▶ _DESCRIZIONE ESERCIZIO_: Scrivi il seguito della lettera al direttore sulla zona da blindare, a partire dall'ultima frase del testo estratto.

▶ _TESTO ESTRATTO_:

Gentile direttore,
sulla sconfortante gestione e modalità informativa con la quale abbiamo appreso di essere nella parte da blindare del nostro paese, ha scritto sul Sussidiario Monica Mondo e ben poco resta da aggiungere, se non la piccola esperienza personale di ritrovarsi, quella sera, nell’alta Lombardia a casa di amici e scoprirlo quasi in tempo reale da internet. E fare come tanti: allertare i figli universitari, caricare l’auto e partire per tornare. Tratto autostradale A1 Milano-Fidenza quasi da esodo estivo…
Ritrovi così quella piccola parte di te di fantozziana memoria che pensavi aver sepolto nella razionalità del vivere.
Molto sta cambiando nel nostro modo di vivere, di concepire l’azione e la socialità e tutto in modo repentino, veloce… contagioso, costringendoci a una essenzialità e “riservatezza” quasi monastica.

▶ _DATI FORNITI_:

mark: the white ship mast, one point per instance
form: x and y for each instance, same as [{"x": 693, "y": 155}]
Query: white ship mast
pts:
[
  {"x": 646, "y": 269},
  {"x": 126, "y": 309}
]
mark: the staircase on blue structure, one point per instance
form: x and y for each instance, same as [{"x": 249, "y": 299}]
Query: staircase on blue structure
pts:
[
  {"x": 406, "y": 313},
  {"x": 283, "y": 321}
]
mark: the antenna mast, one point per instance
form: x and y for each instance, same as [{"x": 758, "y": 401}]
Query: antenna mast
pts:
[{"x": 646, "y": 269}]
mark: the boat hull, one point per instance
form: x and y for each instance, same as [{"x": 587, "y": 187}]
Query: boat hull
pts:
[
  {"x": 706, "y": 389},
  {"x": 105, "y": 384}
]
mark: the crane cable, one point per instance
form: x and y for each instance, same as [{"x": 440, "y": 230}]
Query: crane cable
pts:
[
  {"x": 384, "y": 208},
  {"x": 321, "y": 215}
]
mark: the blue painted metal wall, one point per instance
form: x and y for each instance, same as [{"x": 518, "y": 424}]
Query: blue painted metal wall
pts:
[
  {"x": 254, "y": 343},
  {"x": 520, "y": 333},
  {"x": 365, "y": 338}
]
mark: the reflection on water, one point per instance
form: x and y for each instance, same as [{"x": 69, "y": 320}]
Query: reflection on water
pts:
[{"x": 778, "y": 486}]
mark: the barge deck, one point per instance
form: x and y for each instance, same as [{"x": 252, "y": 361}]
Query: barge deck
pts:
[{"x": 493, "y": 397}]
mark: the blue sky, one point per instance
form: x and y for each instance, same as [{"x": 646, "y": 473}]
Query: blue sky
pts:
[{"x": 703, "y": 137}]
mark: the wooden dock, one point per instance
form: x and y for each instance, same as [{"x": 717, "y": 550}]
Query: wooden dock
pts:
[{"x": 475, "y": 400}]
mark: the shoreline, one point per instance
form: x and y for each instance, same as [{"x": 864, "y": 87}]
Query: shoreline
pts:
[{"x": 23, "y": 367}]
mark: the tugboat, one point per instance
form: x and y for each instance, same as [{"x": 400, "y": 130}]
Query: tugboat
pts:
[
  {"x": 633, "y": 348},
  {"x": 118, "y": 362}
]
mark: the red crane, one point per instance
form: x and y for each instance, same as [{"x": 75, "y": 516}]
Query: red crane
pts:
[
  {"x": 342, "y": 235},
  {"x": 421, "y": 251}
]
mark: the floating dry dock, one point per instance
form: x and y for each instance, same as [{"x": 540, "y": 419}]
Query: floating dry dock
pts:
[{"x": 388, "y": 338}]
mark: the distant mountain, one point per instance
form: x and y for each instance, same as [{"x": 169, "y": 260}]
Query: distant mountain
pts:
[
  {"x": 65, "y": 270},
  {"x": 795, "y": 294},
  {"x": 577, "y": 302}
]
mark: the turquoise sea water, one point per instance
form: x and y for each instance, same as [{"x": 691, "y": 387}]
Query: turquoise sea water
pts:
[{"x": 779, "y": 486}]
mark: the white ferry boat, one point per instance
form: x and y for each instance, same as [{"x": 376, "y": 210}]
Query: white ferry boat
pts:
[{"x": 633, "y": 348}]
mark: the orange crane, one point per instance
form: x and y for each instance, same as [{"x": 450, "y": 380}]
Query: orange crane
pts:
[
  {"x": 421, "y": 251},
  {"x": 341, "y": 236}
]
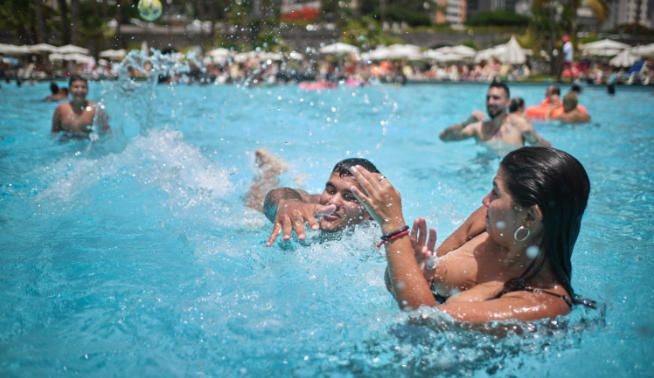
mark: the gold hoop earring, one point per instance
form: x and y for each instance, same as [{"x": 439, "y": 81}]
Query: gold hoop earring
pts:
[{"x": 519, "y": 230}]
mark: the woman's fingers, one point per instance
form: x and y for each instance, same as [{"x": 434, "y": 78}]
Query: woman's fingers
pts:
[
  {"x": 431, "y": 242},
  {"x": 298, "y": 226},
  {"x": 276, "y": 229},
  {"x": 286, "y": 227}
]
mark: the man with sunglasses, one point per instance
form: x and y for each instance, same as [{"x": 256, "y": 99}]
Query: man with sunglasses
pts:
[{"x": 501, "y": 132}]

▶ _PROBLEMA RISOLTO_:
Con sorpresa cominciamo quasi a sentire la mancanza di quei “riti”, anche obbligati, che tanto facevano la consistenza di noi stessi, dalle riunioni di lavoro a quelle del tempo libero (siano esse religiose o new age o fitness club eccetera) o il piacere delle due chiacchiere da apericena del venerdì (sì, proprio quelle di cui percepivamo la banalità) e magari rimpiangiamo quella frenetica corsa che erano le nostre giornate prima. Prima di cosa? Che quel virus arrivasse portando in sé quelle incertezze che da sole sgretolano le nostre apparenze.
Che strano, però, ci ritroviamo oggi, nel chiuso dei nostri affetti familiari o amicali, a usare i “social” finalmente per scriverci o dirci non più banalità, a usare quelle “terrificanti” chat da genitori della stessa classe o da colleghi di lavoro risentiti per chiederci un “come va?” o un “come stai?” che non ci siamo mai chiesti con tale profonda sincerità. Oppure rimpiangere quella classe di alunni svogliata o quello studente che ti guardava (se ti guardava) con sfrontatezza da farti arrabbiare, ma era lì con te, fisicamente presente e che adesso… lo vedi in video. O desiderare che ricomincino i rintocchi delle campane che chiamano a quel “precetto” domenicale tanto abitudinario, ma mai così rimpianto come adesso.
Pian piano forse iniziamo così a riscoprire quella verità profonda del nostro essere uomini e donne che si chiama “rapporto”, desiderio di rapporto, comunione.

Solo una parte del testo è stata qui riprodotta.